→ WRITTEN PROBLEM:
Lines before the one containing "the plush toy ear" are excluded. Repeat that line and every line after it, exactly.

→ Pointing records:
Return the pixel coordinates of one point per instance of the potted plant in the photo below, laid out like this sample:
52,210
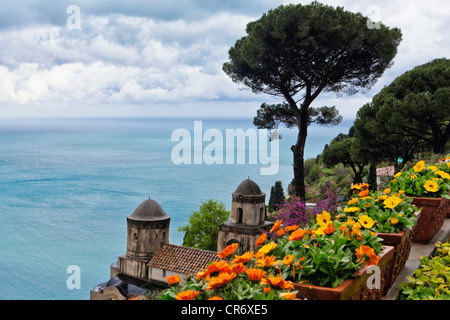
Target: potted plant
330,260
246,277
392,216
431,281
444,165
428,186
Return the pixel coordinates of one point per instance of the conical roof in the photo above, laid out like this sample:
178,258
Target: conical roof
149,210
248,188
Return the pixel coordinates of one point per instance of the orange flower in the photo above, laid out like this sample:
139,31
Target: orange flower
267,261
255,274
288,295
297,234
228,250
245,258
329,230
363,193
276,226
291,228
367,255
173,280
214,267
261,239
278,282
238,268
187,295
222,279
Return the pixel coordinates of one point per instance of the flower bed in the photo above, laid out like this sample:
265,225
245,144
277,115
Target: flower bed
432,280
392,216
428,185
246,277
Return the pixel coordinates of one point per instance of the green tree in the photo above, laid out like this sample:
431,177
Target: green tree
347,152
380,143
203,228
276,196
416,104
298,51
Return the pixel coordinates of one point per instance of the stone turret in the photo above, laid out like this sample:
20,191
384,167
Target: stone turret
247,220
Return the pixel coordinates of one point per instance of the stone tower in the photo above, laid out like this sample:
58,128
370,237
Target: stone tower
247,219
147,233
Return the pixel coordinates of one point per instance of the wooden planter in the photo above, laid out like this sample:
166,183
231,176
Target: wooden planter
350,289
401,242
432,217
447,207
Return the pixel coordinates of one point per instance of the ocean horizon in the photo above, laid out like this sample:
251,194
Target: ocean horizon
67,186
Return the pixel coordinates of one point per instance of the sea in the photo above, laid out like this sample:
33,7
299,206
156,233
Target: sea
67,186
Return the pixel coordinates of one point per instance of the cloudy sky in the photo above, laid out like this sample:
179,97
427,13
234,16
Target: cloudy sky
164,58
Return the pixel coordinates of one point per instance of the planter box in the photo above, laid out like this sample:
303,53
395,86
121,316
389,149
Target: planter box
350,289
446,207
401,242
432,217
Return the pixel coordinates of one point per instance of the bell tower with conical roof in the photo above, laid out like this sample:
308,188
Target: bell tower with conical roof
247,220
147,233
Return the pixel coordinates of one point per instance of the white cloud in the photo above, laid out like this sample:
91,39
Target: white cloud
130,59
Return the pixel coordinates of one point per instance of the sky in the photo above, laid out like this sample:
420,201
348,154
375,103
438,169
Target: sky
111,58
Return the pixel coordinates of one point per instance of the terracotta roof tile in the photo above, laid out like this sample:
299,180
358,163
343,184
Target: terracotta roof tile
182,259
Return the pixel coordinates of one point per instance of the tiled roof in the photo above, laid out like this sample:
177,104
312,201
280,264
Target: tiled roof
182,259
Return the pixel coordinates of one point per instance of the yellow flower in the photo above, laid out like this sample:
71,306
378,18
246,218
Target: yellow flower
288,295
276,226
261,239
419,166
229,250
392,202
352,209
221,280
173,280
366,221
443,174
367,255
267,261
288,260
431,186
187,295
381,198
323,219
268,247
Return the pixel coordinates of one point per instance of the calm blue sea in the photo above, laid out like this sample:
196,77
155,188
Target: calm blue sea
67,186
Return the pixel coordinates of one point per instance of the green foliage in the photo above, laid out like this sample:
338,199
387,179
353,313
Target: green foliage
303,50
323,259
423,180
276,196
408,117
416,104
432,280
203,228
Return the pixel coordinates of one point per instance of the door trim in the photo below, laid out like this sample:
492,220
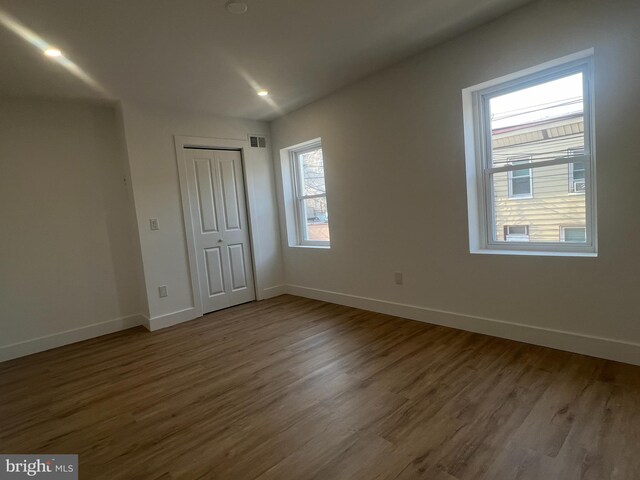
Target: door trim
182,142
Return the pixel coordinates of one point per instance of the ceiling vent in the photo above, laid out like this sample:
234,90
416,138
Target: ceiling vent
256,141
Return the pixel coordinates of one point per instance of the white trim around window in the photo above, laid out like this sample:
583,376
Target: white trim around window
305,198
481,168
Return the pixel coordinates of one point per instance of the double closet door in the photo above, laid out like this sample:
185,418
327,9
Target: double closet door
219,218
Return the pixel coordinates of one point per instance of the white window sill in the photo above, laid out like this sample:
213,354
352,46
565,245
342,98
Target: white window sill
534,253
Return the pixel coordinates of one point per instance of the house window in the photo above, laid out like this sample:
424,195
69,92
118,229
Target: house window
573,234
516,233
577,174
539,119
520,181
311,213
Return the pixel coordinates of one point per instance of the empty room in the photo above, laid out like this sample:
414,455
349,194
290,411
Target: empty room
312,239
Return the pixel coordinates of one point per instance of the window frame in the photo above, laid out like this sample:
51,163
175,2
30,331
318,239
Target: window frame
478,150
297,178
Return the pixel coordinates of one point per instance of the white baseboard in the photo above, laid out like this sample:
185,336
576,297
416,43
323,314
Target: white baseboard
170,319
40,344
601,347
275,291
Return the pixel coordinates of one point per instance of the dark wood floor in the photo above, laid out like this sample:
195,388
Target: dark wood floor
292,388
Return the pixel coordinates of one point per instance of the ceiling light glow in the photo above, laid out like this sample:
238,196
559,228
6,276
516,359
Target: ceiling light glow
53,52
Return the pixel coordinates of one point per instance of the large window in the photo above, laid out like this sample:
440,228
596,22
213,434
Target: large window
541,120
312,216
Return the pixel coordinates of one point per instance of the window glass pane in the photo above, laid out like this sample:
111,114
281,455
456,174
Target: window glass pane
542,122
549,208
312,172
316,219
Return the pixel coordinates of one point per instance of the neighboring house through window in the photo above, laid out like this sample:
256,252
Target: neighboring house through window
516,233
520,181
530,161
308,217
577,178
573,234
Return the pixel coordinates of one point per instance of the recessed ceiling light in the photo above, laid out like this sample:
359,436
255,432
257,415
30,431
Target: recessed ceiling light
236,7
53,52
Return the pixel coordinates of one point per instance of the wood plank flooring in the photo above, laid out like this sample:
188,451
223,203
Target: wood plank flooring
291,388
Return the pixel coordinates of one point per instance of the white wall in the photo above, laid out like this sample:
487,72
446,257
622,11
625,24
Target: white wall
152,157
394,159
68,264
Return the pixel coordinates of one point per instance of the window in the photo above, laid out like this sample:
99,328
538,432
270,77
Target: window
516,233
520,181
573,234
577,176
311,214
542,119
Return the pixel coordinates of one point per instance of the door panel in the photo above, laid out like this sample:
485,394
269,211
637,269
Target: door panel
238,267
220,227
213,263
206,201
230,195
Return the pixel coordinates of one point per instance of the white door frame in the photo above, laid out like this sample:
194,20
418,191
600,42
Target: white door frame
247,153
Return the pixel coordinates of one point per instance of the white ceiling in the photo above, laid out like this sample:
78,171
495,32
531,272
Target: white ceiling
193,55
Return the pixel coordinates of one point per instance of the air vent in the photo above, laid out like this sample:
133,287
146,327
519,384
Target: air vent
257,141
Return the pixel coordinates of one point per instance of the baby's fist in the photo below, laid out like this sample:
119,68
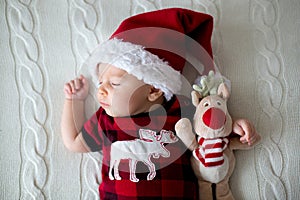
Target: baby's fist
77,89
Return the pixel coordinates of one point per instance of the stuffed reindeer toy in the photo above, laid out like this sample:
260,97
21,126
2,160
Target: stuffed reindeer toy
213,160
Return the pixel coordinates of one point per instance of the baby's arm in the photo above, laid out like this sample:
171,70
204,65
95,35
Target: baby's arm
73,116
246,130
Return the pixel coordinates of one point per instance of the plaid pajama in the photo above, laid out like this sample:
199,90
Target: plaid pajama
174,176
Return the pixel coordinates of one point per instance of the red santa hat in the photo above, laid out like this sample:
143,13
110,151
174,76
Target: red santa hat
155,46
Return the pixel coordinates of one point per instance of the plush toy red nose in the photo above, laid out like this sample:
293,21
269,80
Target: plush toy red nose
214,118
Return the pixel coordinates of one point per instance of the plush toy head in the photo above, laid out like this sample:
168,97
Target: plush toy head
212,119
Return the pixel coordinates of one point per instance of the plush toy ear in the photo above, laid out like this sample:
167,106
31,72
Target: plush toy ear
223,91
196,96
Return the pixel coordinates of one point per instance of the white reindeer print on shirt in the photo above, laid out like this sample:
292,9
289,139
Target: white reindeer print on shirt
141,149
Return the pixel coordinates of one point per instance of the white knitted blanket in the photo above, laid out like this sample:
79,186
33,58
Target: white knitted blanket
44,43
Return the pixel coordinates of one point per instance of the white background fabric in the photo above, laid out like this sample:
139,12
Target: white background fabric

→ FINAL ANSWER:
Return the pixel coordinates of one point per instance of the plush toy ear in the photo above, laid out like this sample:
167,106
31,72
Target: plush toy ear
223,91
196,96
Return the pixel coordinates of one point per instance of the white reindeer print on shirt in the photo above, laid out like this sample:
292,9
289,139
Target: white reindeer print on shirt
141,149
Return the pixel coordinates of one point per instance of the white knitted blanket in the photo above, laid out like this sample:
79,186
33,58
Target: white knitted blanket
44,43
Return the pixel coordinates of one point per instance of the white background fabric in the photo above, laid out like this sample:
139,12
Target: white background fabric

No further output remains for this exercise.